— Start of RAW RECORDS —

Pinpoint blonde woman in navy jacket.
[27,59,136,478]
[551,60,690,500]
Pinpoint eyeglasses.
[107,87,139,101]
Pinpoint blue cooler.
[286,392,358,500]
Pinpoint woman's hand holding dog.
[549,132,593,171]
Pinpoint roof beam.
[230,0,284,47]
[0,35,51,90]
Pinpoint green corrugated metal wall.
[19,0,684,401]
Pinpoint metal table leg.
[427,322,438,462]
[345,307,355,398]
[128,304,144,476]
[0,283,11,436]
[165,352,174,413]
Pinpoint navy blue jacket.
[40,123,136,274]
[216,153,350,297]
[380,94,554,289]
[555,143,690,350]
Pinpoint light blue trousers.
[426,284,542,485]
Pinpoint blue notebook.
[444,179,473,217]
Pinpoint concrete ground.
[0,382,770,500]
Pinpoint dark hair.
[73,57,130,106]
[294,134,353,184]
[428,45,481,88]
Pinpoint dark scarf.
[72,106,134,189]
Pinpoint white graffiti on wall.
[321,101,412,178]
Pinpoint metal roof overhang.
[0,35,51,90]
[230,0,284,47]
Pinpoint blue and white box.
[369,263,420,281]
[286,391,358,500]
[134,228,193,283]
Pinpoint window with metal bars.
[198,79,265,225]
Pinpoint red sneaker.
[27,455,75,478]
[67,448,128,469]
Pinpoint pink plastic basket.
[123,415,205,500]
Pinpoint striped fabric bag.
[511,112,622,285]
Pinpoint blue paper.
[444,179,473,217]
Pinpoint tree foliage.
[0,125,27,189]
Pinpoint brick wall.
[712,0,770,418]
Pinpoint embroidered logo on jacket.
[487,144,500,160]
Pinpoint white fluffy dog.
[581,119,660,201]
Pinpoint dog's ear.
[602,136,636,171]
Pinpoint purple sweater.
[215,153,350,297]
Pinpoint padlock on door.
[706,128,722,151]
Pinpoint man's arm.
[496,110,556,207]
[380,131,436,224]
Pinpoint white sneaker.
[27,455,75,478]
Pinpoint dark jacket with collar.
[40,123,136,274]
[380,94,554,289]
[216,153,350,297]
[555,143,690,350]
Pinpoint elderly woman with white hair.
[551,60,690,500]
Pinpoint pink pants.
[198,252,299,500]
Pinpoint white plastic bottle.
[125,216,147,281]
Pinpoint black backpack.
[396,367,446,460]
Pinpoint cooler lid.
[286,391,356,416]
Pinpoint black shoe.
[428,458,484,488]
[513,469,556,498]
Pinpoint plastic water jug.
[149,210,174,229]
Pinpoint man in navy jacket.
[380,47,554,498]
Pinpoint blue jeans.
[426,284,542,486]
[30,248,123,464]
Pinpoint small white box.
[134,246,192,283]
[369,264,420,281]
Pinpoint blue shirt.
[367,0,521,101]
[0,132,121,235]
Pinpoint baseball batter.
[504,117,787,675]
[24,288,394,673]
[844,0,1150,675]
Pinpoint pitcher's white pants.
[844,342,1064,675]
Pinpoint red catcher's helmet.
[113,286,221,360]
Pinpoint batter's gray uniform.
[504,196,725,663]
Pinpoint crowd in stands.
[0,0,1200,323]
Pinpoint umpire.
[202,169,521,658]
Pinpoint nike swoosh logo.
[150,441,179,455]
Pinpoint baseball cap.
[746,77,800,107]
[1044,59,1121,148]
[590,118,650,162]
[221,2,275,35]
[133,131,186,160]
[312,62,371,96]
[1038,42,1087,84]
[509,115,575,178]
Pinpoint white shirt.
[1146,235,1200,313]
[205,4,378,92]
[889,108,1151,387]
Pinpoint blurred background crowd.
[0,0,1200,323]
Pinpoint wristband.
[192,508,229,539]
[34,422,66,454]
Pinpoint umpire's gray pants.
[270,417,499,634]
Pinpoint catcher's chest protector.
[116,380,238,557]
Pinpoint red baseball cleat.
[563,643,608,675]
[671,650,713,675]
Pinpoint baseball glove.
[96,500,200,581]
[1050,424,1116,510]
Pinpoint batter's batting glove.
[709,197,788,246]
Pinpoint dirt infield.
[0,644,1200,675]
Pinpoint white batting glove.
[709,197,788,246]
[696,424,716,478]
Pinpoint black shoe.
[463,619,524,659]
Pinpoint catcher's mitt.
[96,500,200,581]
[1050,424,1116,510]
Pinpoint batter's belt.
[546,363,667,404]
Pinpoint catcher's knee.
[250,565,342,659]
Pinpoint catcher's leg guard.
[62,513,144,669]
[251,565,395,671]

— End of RAW RECORDS —
— Start of RAW RECORDS —

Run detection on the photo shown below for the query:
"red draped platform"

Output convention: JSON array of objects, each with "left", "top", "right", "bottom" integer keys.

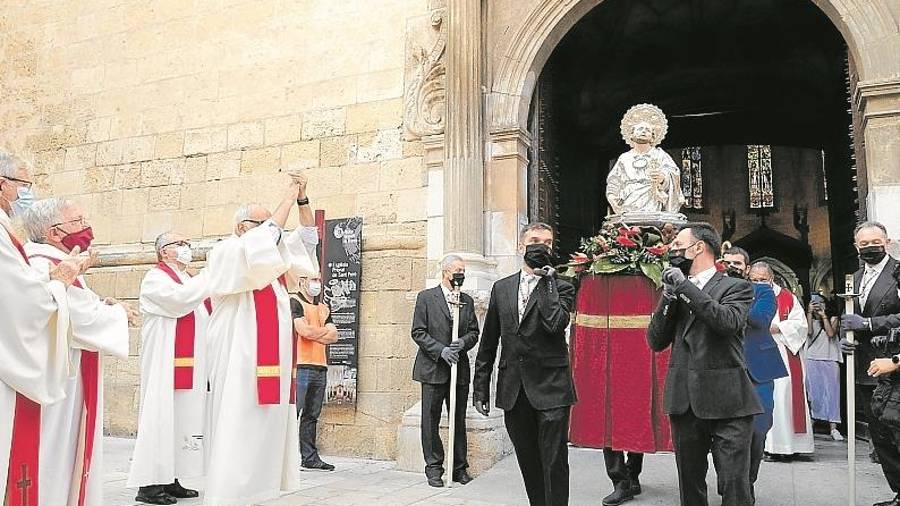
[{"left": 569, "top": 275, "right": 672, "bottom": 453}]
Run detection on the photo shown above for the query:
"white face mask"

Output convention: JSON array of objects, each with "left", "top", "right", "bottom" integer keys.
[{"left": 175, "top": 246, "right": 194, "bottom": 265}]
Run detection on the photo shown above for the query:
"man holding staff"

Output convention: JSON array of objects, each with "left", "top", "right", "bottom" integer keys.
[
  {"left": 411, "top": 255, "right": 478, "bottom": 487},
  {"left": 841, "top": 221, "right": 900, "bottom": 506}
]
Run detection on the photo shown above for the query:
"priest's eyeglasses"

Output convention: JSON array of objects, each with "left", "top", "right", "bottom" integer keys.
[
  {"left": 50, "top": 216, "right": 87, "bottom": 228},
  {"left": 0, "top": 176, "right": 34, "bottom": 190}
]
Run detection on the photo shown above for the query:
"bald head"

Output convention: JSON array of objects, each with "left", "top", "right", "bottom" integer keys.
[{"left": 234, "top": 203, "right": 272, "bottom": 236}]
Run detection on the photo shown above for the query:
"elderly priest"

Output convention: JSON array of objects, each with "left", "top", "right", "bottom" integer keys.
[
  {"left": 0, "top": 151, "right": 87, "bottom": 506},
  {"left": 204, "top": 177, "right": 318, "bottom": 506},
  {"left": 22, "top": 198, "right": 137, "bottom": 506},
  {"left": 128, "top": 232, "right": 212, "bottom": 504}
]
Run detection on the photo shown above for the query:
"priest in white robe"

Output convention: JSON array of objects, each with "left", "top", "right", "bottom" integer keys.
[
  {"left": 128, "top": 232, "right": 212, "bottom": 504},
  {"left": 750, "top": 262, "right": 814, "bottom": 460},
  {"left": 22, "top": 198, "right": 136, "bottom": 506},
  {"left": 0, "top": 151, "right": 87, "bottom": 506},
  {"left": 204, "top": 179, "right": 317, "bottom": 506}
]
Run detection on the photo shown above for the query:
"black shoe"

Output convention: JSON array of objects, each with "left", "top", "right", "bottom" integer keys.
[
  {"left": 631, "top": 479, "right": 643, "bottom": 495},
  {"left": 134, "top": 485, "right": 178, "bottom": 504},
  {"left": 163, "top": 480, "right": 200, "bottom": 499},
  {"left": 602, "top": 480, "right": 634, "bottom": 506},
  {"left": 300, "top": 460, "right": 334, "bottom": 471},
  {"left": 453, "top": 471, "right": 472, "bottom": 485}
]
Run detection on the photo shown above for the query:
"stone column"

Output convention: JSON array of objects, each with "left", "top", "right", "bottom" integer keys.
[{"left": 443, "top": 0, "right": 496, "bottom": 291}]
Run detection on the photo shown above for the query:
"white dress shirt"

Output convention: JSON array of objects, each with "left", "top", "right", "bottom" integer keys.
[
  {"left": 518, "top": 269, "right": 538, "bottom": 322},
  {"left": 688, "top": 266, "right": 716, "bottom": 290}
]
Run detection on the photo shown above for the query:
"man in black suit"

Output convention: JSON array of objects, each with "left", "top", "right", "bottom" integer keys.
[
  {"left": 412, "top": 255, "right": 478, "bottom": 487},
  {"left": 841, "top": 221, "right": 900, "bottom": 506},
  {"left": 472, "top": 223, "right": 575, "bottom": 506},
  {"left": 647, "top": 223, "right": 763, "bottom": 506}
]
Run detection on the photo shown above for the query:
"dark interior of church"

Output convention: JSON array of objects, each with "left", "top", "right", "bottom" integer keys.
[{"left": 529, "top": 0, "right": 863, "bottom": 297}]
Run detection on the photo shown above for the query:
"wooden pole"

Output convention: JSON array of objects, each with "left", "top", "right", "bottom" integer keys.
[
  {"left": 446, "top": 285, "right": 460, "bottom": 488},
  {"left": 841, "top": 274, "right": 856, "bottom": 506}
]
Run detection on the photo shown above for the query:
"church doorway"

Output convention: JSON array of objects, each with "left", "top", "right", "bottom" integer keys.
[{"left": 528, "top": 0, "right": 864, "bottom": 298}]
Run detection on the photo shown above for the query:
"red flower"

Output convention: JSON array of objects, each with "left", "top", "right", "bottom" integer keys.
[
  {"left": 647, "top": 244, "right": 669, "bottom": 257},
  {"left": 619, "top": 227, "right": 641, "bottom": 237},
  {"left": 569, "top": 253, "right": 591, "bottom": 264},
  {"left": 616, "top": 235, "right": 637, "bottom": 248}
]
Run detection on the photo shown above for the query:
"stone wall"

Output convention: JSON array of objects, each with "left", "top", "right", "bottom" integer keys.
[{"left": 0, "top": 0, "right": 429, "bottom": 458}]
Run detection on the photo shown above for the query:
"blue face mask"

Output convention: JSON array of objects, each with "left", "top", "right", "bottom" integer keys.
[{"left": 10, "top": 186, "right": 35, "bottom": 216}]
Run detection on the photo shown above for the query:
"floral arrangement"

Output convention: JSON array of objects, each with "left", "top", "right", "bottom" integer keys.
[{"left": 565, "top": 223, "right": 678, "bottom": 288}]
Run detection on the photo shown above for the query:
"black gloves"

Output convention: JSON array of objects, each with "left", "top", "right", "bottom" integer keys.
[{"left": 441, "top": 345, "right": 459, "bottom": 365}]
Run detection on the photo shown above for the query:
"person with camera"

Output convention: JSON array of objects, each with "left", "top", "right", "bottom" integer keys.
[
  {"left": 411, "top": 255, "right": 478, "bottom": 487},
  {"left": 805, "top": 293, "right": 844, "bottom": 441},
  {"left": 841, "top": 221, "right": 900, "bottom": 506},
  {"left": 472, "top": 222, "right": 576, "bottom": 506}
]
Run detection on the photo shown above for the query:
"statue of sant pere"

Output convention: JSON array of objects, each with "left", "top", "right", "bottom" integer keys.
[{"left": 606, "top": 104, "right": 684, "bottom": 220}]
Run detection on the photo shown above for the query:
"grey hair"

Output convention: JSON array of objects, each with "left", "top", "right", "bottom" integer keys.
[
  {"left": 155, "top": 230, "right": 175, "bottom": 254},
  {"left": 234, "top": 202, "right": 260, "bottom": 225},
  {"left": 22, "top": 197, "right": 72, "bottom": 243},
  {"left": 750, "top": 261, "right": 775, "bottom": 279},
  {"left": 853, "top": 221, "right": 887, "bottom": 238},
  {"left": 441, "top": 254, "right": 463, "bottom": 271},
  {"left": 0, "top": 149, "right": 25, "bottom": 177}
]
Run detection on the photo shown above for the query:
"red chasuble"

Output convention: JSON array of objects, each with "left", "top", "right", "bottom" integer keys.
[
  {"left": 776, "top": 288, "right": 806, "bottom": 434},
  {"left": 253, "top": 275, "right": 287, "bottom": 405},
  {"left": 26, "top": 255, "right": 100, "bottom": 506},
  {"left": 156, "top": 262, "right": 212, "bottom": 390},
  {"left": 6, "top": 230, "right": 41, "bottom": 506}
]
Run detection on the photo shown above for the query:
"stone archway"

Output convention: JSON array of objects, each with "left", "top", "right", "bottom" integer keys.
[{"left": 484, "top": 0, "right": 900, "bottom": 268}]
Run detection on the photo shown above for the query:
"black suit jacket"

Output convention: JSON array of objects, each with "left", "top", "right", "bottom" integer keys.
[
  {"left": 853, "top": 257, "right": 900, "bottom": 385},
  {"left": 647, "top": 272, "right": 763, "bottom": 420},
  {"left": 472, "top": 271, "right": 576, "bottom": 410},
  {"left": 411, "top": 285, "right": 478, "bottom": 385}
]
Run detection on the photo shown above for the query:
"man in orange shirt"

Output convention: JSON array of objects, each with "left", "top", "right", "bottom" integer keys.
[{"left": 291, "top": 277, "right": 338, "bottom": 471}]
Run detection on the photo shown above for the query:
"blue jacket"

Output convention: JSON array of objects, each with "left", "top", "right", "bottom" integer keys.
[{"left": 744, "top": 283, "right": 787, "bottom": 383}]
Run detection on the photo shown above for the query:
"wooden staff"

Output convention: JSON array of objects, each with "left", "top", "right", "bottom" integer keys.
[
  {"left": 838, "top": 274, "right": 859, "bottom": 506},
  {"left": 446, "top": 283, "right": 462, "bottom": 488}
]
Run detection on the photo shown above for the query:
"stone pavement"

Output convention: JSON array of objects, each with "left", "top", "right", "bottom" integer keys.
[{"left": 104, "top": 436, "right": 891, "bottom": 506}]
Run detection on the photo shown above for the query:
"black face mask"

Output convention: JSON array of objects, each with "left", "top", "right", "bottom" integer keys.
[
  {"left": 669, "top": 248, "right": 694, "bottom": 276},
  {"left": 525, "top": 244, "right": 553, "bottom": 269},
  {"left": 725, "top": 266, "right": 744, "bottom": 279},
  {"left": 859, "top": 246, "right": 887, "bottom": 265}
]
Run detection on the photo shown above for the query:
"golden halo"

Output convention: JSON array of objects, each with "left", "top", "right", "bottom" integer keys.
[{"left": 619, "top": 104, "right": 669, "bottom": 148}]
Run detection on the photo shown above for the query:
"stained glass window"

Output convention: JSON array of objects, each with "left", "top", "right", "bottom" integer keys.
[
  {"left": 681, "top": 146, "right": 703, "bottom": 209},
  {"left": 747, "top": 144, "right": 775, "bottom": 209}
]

— End of RAW RECORDS —

**GIVEN TASK:** Reproduce word for word the lines of the listing that run from the line containing "Pinpoint blonde woman in navy jacket." through the line containing "[712,0,770,418]", both included.

**SOLUTION:**
Pinpoint blonde woman in navy jacket.
[27,59,136,478]
[551,60,690,500]
Pinpoint eyeglasses.
[107,87,139,101]
Pinpoint blue cooler.
[286,392,358,500]
Pinpoint woman's hand holding dog.
[549,132,593,171]
Pinpoint roof beam.
[230,0,284,47]
[0,35,51,90]
Pinpoint green corrugated metal wall.
[19,0,684,401]
Pinpoint metal table leg.
[427,322,438,462]
[345,307,355,398]
[128,304,144,476]
[0,283,11,436]
[165,352,174,413]
Pinpoint navy blue jacket.
[40,123,136,274]
[216,153,350,297]
[380,94,554,289]
[555,143,690,350]
Pinpoint light blue trousers.
[426,284,542,485]
Pinpoint blue notebook.
[444,179,473,217]
Pinpoint concrete ground.
[0,382,770,500]
Pinpoint dark hair.
[73,57,130,106]
[294,134,353,184]
[428,45,481,88]
Pinpoint dark scarf.
[72,106,134,189]
Pinpoint white graffiti on wall.
[321,101,412,178]
Pinpoint metal roof overhang.
[0,35,51,90]
[230,0,284,47]
Pinpoint blue and white box.
[369,263,420,281]
[286,391,358,500]
[134,228,193,283]
Pinpoint window with metal bars.
[198,79,265,225]
Pinpoint red sneaker.
[27,455,75,478]
[67,448,128,469]
Pinpoint pink plastic basket.
[123,415,205,500]
Pinpoint striped fabric bag.
[511,112,622,285]
Pinpoint blue paper.
[444,179,473,217]
Pinpoint tree foliage.
[0,125,27,189]
Pinpoint brick wall.
[712,0,770,418]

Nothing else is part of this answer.